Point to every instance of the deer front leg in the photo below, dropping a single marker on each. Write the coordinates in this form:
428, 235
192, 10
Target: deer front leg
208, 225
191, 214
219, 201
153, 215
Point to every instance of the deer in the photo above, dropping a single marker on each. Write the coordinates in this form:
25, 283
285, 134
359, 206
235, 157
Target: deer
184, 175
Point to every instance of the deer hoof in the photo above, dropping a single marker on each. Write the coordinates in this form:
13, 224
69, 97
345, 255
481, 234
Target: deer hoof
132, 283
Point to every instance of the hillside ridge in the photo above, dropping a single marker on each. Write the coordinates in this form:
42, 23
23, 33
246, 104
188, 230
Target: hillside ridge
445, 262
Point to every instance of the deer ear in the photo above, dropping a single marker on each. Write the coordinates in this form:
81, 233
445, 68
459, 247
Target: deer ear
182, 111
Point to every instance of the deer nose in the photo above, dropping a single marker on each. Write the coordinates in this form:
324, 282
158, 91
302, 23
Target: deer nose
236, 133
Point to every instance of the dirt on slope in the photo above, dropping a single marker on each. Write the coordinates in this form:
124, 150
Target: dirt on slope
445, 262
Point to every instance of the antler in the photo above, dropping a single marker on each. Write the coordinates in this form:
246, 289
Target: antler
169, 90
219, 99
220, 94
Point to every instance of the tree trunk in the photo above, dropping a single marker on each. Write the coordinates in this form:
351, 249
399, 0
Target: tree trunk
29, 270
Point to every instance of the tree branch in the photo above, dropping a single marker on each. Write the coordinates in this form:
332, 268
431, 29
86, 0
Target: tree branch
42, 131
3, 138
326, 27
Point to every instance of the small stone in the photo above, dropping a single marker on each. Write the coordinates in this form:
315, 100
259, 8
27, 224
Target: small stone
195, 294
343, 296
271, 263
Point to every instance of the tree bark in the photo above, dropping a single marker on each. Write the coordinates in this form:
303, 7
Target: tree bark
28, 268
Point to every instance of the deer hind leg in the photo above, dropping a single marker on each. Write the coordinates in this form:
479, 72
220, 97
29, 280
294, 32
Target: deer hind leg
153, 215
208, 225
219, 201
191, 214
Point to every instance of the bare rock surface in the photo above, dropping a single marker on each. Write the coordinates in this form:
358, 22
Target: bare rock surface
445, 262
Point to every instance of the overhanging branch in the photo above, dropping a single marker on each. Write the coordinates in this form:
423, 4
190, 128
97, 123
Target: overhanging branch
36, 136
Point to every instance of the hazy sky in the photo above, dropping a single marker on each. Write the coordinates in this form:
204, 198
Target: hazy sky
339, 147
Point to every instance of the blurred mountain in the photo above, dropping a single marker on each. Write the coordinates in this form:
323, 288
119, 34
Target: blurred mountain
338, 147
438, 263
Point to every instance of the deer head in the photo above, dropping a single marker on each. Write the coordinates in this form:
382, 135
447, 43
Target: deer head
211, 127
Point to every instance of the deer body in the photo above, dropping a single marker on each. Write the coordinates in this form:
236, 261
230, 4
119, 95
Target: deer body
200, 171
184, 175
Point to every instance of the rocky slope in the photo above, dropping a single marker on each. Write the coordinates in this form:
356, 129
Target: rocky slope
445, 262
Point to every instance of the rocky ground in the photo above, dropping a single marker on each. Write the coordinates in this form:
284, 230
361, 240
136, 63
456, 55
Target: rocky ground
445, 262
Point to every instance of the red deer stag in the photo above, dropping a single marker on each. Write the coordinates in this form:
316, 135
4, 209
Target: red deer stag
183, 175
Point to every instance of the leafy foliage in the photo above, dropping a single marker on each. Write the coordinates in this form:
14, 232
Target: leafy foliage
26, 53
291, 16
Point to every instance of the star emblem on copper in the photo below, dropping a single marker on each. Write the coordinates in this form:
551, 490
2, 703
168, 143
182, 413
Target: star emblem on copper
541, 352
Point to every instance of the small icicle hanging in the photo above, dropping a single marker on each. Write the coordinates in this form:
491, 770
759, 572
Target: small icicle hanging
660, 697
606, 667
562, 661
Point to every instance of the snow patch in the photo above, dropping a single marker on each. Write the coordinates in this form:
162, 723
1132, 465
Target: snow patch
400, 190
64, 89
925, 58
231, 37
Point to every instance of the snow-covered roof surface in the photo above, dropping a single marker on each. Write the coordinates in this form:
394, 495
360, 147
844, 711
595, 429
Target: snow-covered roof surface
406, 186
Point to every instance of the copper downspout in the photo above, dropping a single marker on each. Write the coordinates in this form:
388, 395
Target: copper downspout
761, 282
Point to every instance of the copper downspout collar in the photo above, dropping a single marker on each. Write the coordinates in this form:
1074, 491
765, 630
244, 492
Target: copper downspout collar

**PROMPT:**
Please write out the data above again, starting with the line that contains "Point to every instance of the copper downspout in" and going on through the end of the data, switching "marker" to "dot" and leaving everything else unchanged.

**CORRECT RESPONSE:**
Point to every instance of the copper downspout in the photo above, dropping a single dot on each. Write the coordinates in this form:
388, 395
Target: copper downspout
761, 282
Point to every instance of the copper downspout collar in the photo above, dropping a single dot on each. Write the coordinates in this form:
1074, 491
765, 630
244, 492
Target: copper downspout collar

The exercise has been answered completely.